### INSTRUCTIONS TO FOLLOW:
All of the data needs to be repeated exactly.

****************

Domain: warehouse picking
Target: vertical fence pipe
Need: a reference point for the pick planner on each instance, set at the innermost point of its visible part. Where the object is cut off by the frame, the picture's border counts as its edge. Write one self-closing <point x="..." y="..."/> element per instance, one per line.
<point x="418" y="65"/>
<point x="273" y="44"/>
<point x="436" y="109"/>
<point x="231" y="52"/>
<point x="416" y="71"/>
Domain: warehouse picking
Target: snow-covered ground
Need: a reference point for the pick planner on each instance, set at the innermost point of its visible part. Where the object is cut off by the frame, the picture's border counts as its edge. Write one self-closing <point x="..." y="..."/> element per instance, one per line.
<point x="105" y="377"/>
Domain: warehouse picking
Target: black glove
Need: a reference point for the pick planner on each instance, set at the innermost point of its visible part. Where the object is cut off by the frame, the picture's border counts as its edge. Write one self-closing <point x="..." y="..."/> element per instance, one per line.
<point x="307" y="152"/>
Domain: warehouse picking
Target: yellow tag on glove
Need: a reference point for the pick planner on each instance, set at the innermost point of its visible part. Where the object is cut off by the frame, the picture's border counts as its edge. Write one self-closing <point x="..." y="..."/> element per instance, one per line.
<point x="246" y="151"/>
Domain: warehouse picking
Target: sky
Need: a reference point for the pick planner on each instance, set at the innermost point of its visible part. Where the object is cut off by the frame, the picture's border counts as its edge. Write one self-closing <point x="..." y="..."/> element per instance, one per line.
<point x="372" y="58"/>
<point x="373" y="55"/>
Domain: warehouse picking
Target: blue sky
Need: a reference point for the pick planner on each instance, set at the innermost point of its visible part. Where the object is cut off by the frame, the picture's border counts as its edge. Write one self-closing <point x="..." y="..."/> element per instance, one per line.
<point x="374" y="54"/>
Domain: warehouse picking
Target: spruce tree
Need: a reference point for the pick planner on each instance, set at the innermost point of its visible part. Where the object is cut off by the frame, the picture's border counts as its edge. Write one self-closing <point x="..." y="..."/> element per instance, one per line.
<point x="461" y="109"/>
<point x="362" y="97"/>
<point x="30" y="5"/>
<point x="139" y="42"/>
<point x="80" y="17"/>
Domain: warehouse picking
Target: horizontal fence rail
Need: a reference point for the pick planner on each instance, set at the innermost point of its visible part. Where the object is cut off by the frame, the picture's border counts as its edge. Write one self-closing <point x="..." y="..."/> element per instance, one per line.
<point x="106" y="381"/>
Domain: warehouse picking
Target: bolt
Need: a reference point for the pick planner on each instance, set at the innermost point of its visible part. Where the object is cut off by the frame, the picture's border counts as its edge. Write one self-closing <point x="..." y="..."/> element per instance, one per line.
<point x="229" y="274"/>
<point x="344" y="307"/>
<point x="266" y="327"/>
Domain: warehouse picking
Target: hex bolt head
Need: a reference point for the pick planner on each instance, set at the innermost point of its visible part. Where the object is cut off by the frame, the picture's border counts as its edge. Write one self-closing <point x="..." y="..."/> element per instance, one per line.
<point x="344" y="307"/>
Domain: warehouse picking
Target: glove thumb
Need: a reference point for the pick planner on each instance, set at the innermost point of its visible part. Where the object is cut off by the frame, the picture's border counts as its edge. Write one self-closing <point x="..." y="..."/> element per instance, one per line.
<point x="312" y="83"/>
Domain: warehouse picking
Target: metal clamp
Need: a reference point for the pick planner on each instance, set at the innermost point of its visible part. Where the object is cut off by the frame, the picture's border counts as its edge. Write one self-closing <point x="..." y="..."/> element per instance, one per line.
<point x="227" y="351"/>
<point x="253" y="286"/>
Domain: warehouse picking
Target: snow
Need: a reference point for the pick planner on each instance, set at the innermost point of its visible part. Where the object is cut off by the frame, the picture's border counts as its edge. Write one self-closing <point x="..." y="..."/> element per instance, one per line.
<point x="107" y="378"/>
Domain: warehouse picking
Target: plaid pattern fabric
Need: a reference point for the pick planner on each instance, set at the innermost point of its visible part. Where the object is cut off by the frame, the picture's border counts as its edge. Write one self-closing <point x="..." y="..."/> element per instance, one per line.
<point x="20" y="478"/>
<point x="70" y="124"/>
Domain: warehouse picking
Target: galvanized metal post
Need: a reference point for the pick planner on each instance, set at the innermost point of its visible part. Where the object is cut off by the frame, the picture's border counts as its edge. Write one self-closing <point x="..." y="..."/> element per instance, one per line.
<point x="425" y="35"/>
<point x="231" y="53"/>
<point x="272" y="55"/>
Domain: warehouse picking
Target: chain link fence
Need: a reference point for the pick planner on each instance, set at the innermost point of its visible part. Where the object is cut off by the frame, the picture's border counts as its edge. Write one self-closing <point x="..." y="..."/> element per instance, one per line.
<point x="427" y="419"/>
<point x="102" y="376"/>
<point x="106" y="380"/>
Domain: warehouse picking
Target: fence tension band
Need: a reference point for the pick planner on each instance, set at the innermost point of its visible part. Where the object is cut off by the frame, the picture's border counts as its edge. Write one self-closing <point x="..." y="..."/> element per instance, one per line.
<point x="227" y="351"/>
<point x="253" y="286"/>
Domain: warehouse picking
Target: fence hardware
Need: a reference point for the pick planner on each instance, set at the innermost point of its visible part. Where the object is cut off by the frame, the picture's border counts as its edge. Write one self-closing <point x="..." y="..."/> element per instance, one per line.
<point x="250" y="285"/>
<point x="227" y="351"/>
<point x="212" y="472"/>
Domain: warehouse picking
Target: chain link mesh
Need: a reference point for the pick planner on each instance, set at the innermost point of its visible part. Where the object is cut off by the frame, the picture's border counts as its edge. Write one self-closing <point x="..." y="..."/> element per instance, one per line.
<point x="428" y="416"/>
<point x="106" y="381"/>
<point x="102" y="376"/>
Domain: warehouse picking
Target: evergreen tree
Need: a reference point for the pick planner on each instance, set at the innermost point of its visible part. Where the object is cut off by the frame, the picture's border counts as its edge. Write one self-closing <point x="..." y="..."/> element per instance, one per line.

****************

### ANSWER:
Domain: warehouse picking
Target: vertical fence pipe
Need: a reference point for the pick planner on each instance, set at the innermost point of its visible part. Where the object is cut off by the frame, the picture's border counts as its edge. Write one self-closing <point x="..." y="..."/> element per instance, one per line.
<point x="418" y="65"/>
<point x="273" y="44"/>
<point x="436" y="109"/>
<point x="231" y="52"/>
<point x="416" y="71"/>
Domain: warehouse picking
Target: snow-covered ground
Need: a reference point for the pick planner on each instance, set at the innermost point of its visible part. Where the object is cut off by the frame, the picture's border counts as its edge. Write one self-closing <point x="..." y="..."/> element per instance, one per line.
<point x="105" y="377"/>
Domain: warehouse picking
Target: black glove
Need: a reference point for the pick planner on each instance, set at the innermost point of its visible part. Where the object is cut off by the frame, the picture's border counts as its edge. Write one self-closing <point x="..." y="..."/> element per instance, one per line.
<point x="307" y="152"/>
Domain: warehouse picking
Target: yellow tag on glove
Need: a reference point for the pick planner on each instance, set at the innermost point of its visible part. Where the object is cut off by the frame, the picture's border counts as its edge. Write one self-closing <point x="..." y="..."/> element per instance, one per line.
<point x="246" y="151"/>
Domain: warehouse picking
Target: sky
Need: a reference point for the pick planner on each instance, set at the innermost point of its visible part. Where the object is cut off by the frame, the picture's border counts as its edge. Write one self-closing <point x="..." y="..."/> element per instance, one per line.
<point x="372" y="58"/>
<point x="373" y="55"/>
Domain: warehouse picking
Target: blue sky
Need: a reference point for the pick planner on each instance, set at the innermost point of its visible part. Where the object is cut off by the frame, the picture's border counts as its edge. Write one self-closing <point x="..." y="..."/> element per instance, one per line.
<point x="374" y="54"/>
Domain: warehouse picking
Target: spruce tree
Need: a reference point for the pick planner on each instance, set at the innermost point of its visible part. Where the object is cut off by the frame, the picture's border counts as its edge. Write one self-closing <point x="..." y="..."/> element per instance, one per line.
<point x="461" y="109"/>
<point x="362" y="97"/>
<point x="30" y="5"/>
<point x="139" y="42"/>
<point x="80" y="17"/>
Domain: warehouse picking
Target: horizontal fence rail
Need: a reference point for the pick planner on each instance, set at the innermost point of its visible part. Where the object is cut off by the frame, the picture's border counts as its edge. Write one self-closing <point x="..." y="..."/> element per instance, one per line.
<point x="106" y="381"/>
Domain: warehouse picking
Target: bolt
Need: a reference point for the pick planner on each instance, set at the innermost point of its visible part. Where the object is cut off by the frame, the picture's border counts as its edge. Write one self-closing <point x="..." y="..."/> element per instance, one per line.
<point x="229" y="274"/>
<point x="344" y="307"/>
<point x="266" y="327"/>
Domain: warehouse picking
Target: hex bolt head
Need: a reference point for the pick planner on each instance, set at the innermost point of its visible part. Where the object is cut off by the frame, the picture's border counts as its edge. Write one self-closing <point x="..." y="..."/> element per instance, one per line.
<point x="344" y="307"/>
Domain: warehouse picking
Target: glove thumb
Need: a reference point for the pick planner on each instance, set at the innermost point of its visible part. Where the object is cut off by the frame, the picture's border counts as its edge. Write one self-closing <point x="..." y="..."/> element per instance, one per line.
<point x="312" y="83"/>
Domain: warehouse picking
Target: metal clamp
Need: a reference point for the pick planner on each instance, set at the innermost point of its visible part. Where the object is cut off by the frame, the picture's border counts as its edge. Write one self-closing <point x="..." y="..."/> element per instance, one per line.
<point x="227" y="351"/>
<point x="253" y="286"/>
Domain: warehouse picking
Target: snow
Need: a reference point for the pick planner on each instance, set at the innermost point of its visible part. Where the object is cut off by the frame, the picture's border counts as its edge. Write one self-closing <point x="..." y="..."/> element per instance, one per line.
<point x="107" y="378"/>
Domain: warehouse picking
Target: plaid pattern fabric
Need: a reference point for the pick planner on each instance, set at the innermost point of its visible part. Where the object is cut off by the frame, the picture's border counts as its edge. Write one self-closing <point x="..." y="..."/> element per instance, one per line.
<point x="20" y="478"/>
<point x="70" y="124"/>
Domain: warehouse picking
Target: galvanized metal post
Need: a reference point for the pick planner on each instance, set at the innermost point of its visible part. Where the object is cut off by the frame, the picture's border counts as its edge. Write one self-closing <point x="..." y="..."/> element per instance, one per line.
<point x="425" y="35"/>
<point x="231" y="53"/>
<point x="272" y="55"/>
Domain: warehouse picking
Target: chain link fence
Need: a reference point for the pick planner on each instance, set at the innermost point of its visible part. Where the object is cut off by the frame, the picture's border counts as its edge. Write one self-closing <point x="..." y="..."/> element per instance, one per line.
<point x="427" y="419"/>
<point x="102" y="376"/>
<point x="106" y="380"/>
Domain: warehouse picking
Target: fence tension band
Need: a reference point for the pick planner on each instance, set at the innermost point of its visible part. Where the object is cut off by the frame, the picture's border counts as its edge. Write one self-closing <point x="..." y="..."/> element per instance, one per line.
<point x="227" y="351"/>
<point x="253" y="286"/>
Domain: warehouse picking
Target: fence hardware
Need: a reference point for the pick planner on each instance, set at the innermost point of its visible part. Where the object is cut off by the frame, the picture's border counts as its edge. Write one self-closing <point x="..." y="..."/> element per instance, one per line.
<point x="250" y="285"/>
<point x="227" y="351"/>
<point x="212" y="472"/>
Domain: warehouse picking
Target: chain link mesh
Need: a reference point for the pick planner on each instance, set at the innermost point of its visible part. Where the object is cut off by the frame, the picture's border counts as its edge. Write one self-closing <point x="..." y="..."/> element per instance, one per line.
<point x="428" y="416"/>
<point x="106" y="381"/>
<point x="102" y="376"/>
Domain: warehouse picking
Target: evergreen tree
Need: a reference point for the pick planner on each instance, set at the innermost point of its visible part. Where the object is cut off by the frame, the picture's border counts as its edge. Write one self-closing <point x="..." y="..."/> element per instance, one per line.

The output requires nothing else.